● **Items from a dataset**
* Start *

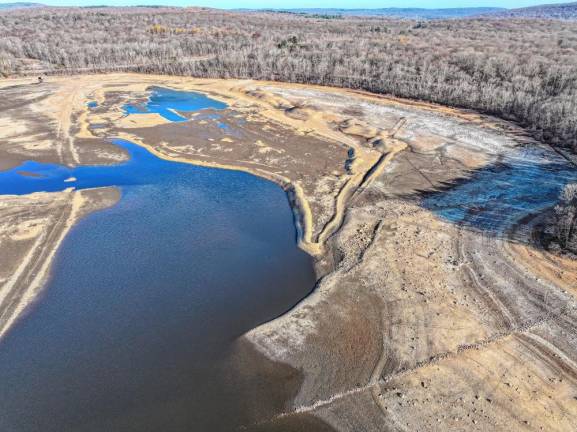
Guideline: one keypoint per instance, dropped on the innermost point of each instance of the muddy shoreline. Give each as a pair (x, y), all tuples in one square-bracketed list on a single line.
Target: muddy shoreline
[(408, 303)]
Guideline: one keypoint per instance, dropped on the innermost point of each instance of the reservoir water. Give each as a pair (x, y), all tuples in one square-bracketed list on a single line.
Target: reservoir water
[(134, 329)]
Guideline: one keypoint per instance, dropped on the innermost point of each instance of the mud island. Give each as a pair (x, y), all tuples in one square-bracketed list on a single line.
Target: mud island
[(434, 306)]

* End *

● **EXERCISE INSTRUCTIONS**
Copy every line of the listing above without any changes, leaving the pictures out.

● **OUTPUT BELOW**
Guideline: one keypoint per instance, dropped on the innermost point of each instance of the muddy shoreline. Give each as a pair (x, y), all tuples in one square-bracketed list on a single line.
Target: muddy shoreline
[(408, 303)]
Guideline: one keypoint per instance, dropped on the innermost point of each instance of the reservoir water. Give each as a pair (x, y), all tuples in one square-bracketed list on a single line.
Target: reservoir water
[(134, 329)]
Guideline: one keypoint per instance, dropped on the innermost point of each instance of the mud island. Give each as a pair (x, y), all tuples in one square-bracketed list on a single line.
Target: mud island
[(434, 306)]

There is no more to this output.